### TASK PROMPT
Please copy the material below word for word, starting at the line that contains "Can you see the black metal" and ending at its final line.

++++ RECORD SET

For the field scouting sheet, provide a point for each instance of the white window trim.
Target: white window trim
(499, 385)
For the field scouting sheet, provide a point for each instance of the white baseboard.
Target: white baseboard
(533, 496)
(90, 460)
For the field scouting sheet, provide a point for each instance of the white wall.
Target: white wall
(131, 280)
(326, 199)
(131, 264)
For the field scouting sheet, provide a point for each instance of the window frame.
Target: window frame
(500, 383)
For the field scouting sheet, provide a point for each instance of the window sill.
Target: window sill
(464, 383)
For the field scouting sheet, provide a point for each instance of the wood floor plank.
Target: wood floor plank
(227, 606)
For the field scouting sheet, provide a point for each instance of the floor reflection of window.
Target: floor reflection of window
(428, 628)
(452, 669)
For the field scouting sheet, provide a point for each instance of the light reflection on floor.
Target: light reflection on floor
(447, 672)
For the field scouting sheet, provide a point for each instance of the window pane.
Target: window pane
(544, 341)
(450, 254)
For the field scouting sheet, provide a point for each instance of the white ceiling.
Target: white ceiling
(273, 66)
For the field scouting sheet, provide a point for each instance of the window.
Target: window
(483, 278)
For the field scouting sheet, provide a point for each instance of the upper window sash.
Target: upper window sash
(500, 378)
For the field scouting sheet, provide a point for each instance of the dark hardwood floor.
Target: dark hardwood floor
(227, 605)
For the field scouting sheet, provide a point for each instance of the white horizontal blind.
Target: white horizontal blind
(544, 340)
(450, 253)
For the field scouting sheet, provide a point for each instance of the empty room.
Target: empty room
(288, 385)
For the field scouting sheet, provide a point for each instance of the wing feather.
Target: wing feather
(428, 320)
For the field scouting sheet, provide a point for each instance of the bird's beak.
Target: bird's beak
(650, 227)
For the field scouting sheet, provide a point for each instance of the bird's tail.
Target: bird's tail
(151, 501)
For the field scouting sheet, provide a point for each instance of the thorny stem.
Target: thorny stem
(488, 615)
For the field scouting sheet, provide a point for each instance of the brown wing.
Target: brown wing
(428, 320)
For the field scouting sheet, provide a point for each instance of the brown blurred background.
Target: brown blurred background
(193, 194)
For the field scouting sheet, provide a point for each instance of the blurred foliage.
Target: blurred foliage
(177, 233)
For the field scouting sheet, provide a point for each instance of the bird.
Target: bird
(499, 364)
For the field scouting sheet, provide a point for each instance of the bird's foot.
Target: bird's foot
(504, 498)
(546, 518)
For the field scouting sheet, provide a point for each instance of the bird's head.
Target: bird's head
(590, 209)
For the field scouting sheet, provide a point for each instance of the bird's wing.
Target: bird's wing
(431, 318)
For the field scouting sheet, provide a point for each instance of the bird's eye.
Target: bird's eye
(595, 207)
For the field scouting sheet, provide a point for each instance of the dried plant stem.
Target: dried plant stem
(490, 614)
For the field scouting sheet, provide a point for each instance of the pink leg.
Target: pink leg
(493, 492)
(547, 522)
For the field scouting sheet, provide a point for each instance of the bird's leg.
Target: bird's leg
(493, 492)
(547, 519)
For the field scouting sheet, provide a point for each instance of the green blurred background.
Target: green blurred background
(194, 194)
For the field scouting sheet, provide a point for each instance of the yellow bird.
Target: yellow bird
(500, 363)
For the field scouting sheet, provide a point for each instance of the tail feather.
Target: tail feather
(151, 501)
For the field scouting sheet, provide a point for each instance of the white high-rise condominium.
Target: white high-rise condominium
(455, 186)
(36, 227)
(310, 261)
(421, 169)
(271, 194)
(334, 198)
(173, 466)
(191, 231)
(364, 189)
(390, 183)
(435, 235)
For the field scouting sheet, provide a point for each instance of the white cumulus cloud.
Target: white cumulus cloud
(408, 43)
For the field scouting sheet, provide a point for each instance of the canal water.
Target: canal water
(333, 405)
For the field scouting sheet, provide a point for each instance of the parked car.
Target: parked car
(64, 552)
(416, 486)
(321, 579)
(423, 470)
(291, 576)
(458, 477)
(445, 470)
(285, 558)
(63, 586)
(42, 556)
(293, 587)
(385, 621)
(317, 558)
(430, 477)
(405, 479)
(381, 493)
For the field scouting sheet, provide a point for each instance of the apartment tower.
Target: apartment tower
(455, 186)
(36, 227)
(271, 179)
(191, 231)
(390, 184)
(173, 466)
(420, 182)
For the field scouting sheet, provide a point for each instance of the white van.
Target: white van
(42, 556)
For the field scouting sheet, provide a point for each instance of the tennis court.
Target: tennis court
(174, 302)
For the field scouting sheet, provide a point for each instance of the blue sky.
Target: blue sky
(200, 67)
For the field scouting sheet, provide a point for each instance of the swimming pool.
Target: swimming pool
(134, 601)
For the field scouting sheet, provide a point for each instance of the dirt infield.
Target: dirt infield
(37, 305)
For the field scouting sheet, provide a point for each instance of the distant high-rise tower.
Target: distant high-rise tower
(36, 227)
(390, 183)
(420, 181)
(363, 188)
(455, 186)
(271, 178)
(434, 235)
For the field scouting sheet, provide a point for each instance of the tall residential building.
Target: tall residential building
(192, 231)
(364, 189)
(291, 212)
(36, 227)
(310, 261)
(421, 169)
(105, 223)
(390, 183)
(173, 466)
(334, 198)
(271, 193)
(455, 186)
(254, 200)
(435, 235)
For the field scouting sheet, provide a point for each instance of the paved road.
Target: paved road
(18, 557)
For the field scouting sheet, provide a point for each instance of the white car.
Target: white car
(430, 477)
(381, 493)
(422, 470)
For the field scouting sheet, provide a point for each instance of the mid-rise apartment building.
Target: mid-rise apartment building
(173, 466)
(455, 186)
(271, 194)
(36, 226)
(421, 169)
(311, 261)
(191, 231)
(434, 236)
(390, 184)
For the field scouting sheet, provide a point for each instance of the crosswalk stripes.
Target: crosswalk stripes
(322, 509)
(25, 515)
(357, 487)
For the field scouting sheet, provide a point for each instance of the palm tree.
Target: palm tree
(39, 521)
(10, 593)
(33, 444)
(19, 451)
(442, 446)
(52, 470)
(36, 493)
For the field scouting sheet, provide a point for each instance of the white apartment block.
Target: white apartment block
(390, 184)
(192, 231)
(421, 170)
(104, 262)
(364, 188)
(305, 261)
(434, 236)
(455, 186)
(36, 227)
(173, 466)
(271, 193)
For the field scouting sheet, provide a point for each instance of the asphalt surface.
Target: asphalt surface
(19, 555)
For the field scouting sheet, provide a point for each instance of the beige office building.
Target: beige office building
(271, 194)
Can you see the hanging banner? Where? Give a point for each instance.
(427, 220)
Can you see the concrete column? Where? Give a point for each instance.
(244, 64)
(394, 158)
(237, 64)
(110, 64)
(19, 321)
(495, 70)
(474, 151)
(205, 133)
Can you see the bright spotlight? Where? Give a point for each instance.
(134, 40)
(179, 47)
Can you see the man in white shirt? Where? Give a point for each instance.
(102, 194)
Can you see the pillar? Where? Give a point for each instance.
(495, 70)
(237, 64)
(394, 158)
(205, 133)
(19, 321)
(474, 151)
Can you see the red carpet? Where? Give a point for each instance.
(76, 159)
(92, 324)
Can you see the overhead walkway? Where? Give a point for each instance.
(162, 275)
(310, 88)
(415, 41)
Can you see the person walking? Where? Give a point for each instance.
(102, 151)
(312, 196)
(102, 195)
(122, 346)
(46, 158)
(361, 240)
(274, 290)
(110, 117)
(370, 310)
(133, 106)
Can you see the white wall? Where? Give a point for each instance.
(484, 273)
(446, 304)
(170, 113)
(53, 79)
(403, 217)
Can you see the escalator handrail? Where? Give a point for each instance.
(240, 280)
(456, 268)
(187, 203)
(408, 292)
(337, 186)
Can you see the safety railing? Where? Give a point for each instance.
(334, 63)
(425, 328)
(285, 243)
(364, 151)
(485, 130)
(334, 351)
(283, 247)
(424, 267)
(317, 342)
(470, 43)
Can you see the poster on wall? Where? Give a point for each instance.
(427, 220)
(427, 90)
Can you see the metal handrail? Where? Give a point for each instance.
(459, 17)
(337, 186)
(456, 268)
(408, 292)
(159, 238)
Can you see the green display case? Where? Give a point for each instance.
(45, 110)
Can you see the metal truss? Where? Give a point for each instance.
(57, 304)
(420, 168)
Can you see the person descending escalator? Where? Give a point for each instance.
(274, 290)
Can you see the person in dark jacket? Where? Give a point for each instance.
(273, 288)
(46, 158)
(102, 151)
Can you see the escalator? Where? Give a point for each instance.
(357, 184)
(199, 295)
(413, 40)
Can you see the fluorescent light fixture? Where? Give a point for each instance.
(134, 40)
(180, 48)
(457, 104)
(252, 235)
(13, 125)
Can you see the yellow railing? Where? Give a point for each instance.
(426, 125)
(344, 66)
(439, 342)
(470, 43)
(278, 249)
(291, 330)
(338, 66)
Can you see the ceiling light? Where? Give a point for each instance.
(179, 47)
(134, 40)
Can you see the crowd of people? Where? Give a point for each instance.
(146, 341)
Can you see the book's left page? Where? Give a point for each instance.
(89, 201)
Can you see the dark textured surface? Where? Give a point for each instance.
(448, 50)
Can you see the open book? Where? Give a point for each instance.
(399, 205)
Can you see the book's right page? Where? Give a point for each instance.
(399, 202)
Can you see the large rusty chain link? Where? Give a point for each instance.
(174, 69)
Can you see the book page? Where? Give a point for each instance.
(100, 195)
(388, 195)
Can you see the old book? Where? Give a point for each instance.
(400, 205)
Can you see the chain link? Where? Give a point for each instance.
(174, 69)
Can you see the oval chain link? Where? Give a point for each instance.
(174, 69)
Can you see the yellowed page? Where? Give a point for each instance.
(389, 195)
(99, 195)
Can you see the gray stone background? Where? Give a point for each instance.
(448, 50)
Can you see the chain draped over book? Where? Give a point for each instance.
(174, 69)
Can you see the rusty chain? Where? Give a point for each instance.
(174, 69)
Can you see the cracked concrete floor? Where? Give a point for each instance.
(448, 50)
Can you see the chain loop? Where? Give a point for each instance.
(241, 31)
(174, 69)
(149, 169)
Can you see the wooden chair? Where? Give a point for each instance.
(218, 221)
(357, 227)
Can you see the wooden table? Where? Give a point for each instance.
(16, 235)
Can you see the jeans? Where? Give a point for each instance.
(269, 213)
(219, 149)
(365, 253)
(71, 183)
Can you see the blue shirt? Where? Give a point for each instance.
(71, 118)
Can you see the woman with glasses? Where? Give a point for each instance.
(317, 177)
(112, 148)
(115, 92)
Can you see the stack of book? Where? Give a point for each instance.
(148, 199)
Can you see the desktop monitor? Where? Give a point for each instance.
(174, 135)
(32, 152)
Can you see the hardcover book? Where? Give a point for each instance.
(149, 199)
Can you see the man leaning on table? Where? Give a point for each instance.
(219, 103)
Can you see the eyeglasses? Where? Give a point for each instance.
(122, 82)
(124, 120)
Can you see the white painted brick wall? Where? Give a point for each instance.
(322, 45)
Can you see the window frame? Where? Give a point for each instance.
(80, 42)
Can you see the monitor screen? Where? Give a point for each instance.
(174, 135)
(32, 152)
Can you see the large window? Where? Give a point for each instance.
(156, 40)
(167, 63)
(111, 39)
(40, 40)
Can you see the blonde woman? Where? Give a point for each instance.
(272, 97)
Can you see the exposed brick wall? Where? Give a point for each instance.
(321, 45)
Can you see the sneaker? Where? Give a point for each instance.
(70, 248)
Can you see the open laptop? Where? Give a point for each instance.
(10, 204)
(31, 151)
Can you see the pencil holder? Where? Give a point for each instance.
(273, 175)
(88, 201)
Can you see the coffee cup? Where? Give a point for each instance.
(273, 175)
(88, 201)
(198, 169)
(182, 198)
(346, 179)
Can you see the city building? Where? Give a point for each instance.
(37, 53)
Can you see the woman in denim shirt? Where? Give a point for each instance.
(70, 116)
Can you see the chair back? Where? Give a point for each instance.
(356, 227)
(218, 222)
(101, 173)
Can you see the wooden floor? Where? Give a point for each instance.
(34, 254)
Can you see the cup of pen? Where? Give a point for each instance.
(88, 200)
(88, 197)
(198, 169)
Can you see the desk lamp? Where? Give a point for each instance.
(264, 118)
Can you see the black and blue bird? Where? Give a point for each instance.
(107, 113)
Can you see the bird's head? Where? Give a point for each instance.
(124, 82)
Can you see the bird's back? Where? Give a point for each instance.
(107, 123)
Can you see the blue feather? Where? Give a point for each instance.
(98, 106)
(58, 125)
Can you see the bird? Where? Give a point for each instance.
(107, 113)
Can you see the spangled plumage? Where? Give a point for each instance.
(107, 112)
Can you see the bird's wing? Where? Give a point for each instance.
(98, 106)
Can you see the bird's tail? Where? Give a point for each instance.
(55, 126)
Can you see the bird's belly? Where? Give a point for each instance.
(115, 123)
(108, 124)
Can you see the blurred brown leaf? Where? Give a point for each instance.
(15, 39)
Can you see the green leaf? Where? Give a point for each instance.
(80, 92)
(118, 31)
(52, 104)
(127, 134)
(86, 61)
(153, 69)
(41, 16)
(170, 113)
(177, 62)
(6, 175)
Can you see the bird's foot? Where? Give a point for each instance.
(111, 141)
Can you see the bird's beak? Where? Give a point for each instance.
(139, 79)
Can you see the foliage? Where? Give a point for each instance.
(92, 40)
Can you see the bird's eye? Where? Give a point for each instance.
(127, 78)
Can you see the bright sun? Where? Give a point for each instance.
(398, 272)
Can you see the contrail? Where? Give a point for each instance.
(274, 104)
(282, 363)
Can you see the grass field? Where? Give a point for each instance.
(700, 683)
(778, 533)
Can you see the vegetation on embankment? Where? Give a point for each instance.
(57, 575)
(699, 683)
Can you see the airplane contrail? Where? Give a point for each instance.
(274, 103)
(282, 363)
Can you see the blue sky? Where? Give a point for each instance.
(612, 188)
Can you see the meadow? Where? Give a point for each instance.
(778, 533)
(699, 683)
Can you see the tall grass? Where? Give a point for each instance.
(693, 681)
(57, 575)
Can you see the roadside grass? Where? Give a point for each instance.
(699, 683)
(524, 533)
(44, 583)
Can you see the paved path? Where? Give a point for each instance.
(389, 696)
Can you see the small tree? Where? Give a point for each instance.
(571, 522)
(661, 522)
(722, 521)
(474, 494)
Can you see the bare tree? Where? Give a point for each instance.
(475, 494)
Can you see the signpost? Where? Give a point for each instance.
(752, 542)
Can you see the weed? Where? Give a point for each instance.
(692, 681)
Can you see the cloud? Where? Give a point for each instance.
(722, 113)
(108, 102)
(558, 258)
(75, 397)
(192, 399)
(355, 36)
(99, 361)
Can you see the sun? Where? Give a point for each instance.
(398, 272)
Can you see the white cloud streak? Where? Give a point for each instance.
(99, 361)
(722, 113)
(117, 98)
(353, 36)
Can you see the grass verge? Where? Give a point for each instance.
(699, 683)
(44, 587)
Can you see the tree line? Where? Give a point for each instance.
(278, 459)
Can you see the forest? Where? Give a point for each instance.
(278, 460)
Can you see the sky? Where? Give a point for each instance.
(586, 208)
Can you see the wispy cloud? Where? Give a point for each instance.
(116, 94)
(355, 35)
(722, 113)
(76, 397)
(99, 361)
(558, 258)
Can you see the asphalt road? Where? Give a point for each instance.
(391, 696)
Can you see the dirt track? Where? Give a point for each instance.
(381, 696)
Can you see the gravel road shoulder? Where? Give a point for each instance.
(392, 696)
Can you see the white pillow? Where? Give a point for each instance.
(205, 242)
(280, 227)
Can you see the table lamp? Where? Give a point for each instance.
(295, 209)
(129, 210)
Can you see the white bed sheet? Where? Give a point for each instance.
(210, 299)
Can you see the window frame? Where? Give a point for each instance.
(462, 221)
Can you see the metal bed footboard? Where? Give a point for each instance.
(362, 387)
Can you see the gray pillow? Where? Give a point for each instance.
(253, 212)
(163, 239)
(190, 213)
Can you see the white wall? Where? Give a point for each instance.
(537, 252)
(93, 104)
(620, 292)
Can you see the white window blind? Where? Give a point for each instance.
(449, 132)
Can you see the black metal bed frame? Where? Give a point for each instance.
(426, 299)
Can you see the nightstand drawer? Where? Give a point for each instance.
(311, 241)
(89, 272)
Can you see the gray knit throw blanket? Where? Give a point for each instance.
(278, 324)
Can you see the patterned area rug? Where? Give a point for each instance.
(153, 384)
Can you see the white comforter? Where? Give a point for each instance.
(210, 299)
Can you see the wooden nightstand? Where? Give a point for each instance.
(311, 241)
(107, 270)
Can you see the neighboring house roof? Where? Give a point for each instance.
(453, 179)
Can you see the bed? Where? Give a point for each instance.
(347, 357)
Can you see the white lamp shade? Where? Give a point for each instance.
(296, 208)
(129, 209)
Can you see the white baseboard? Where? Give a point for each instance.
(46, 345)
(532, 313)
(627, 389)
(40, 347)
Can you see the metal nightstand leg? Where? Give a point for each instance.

++++++++

### ANSWER TO THIS TASK
Can you see the black metal bed frame? Where? Give a point for each instance.
(426, 299)
Can you see the nightstand drawer? Where? Give a point for each instance.
(311, 241)
(89, 272)
Can you see the gray knit throw blanket? Where? Give a point for each instance.
(278, 324)
Can you see the patterned area rug? Where? Give a point for each instance.
(153, 384)
Can you see the white comforter? Where? Give a point for each instance.
(210, 299)
Can you see the wooden nightstand? Where? Give a point for each instance.
(311, 241)
(107, 270)
Can you see the neighboring house roof? Where? Give a point for each instance.
(453, 179)
Can you see the bed? Where? Give a point for each instance.
(347, 357)
Can you see the white lamp shade? Where? Give a point for each instance.
(296, 208)
(129, 209)
Can you see the white baseboard? Where? Give a point for each instance.
(46, 345)
(532, 313)
(627, 389)
(40, 347)
Can you see the metal nightstand leg? Where? Give a point for each instance.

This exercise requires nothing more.